(LESETEXT)
━━━━━━━━━━
Marburg 22.11.2012 (yb) Im Sommer hatte der Botanische Garten Besuch aus Wiesbaden. Die beiden SPD-Landtagsabgeordneten Timo Gremmels  und Thomas Spies kamen zu einer ausführlichen Visite auf die Lahnberge, um sich vor Ort ein Bild machen zu können. Dabei erhielten sie von Mitarbeitern des Gartens bei einem ausführlichen Rundgang Informationen aus erster Hand über die verschiedenen Wirkungsbereiche. In einem anschließenden Pressegespräch wurden dann Ideen für eine mögliche zusätzliche Finanzierung artikuliert. Als Folge ihres Besuches stellten Gremmels und Spies eine Kleine Anfrage an die Landesregierung. Darin wollten sie Auskunft „betreffend Rolle des Botanischen Gartens der Philipps-Universität für Artenschutz“. Dazu hatte Direktor Andreas Titze den Landtagsabgeordneten mitgeteilt, dass man auf den Lahnbergen in Zusammenarbeit mit vielen externen Partnern engagiert ist. Die Beantwortung der Kleinen Anfrage durch die Ministerin für Umwelt, Energie, Landwirtschaft und Verbraucherschutz, Lucia Puttrich, (Drucksache 18/5988) hat nicht alleine bei den Fragestellern Erstaunen und Unzufriedenheit ausgelöst. Ganz offenbar wurden Antworten gegeben, die den tatsächlichen Zusammenhängen in keiner Weise gerecht werden. Die Redaktion von das Marburger. hat darüber gestern ein Gespräch mit MdL Thomas Spies geführt.

Herr Spies, was sagen sie zu der Beantwortung der von Ihnen mit ihrem Kollegen Gremmels gestellten Kleinen Anfrage an die Hessische Landesregierung?
MdL Spies: Zunächst haben wir mit Verwunderung zur Kenntnis nehmen müssen, dass die Antwort von der Ministerin für Umwelt, Energie, Landwirtschaft und Verbraucherschutz, Lucia Puttrich,  gegeben worden ist. Der Botanische Garten (BG) ist eine Einrichtung der Marburger Universität. Er betrifft also den Bereich Wissenschaft und Kunst. Die Verhandlungen über die Finanzierung des BG finden ja auch statt zwischen Universität und Ministerium für Wissenschaft und Kunst.
━━━━━━━━━━
(VORLIEGENDE DATEN)
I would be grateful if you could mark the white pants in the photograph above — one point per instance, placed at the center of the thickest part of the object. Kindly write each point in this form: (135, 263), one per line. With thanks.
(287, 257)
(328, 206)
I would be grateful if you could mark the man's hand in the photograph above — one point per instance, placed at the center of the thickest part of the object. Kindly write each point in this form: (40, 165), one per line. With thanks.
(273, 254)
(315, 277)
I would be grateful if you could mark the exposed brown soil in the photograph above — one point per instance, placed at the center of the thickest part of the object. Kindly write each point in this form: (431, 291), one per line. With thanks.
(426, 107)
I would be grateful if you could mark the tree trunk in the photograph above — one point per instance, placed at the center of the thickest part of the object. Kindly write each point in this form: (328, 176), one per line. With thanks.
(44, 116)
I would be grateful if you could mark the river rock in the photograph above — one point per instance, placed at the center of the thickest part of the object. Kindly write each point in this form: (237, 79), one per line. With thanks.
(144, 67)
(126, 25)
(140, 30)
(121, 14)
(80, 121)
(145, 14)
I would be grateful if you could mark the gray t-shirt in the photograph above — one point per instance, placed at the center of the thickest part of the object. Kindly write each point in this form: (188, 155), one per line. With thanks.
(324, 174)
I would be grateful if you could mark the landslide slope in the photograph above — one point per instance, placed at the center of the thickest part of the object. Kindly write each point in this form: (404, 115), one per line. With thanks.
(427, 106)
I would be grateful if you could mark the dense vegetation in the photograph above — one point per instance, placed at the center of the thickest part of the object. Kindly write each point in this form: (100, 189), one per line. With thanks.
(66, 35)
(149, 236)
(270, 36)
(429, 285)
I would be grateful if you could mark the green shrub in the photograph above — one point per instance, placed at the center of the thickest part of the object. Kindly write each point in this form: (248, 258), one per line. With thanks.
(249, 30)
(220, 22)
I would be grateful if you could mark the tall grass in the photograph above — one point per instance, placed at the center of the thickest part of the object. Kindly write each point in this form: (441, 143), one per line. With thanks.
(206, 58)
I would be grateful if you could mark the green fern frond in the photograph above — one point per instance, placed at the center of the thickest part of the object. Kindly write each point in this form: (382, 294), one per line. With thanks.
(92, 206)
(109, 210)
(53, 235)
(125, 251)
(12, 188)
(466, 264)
━━━━━━━━━━
(AUFGABE 1) Sammle alle Zeilen, in denen das Wort "green" vorkommt, und beachte dabei die Groß- und Kleinschreibung.
(AUFGABE 2) Führe den Text über die Kleine Anfrage zum Botanischen Garten in Marburg fort, und zwar im Anschluss an seinen letzten Satz.
Der Lesetext und die Zeilen stehen in keinem Zusammenhang miteinander.

(ANTWORT 1)
I would be grateful if you could mark the green shrub in the photograph above — one point per instance, placed at the center of the thickest part of the object. Kindly write each point in this form: (248, 258), one per line. With thanks.
I would be grateful if you could mark the green fern frond in the photograph above — one point per instance, placed at the center of the thickest part of the object. Kindly write each point in this form: (382, 294), one per line. With thanks.

(ANTWORT 2)
Gleichzeitig nehme ich mit großer Verwunderung zur Kenntnis, dass Frau Puttrich offenkundig einige Aufgaben, die uns vor Ort nicht nur erläutert, sonder auch demonstriert worden sind, überhaupt nicht bekannt sind. Zum Beispiel ist uns dort oben dargelegt worden, dass der BG von bestimmten Naturschutzgebieten in Hessen Pflanzen entgegennimmt, sie vermehrt für die wieder Einbringung, Bestände sichert. Zudem nimmt er für bestimmte Pflanzen Aufgaben gemäß internationaler Pflanzenschutzabkommen wahr, was als Verpflichtung Deutschland übernommen hat. Davon entfällt auch ein Teil auf Hessen.
Dass der BG viele solcher Aufgaben übernimmt und leistet,  ist uns allen sehr ausführlich erläutert worden. Deshalb bin ich ausgesprochen verwundert, dass das alles der Ministerin für die Beantwortung gar nicht bekannt ist.

Haben Sie die Anfrage an die Umweltministerin gestellt oder ist sie lediglich von dort beantwortet worden?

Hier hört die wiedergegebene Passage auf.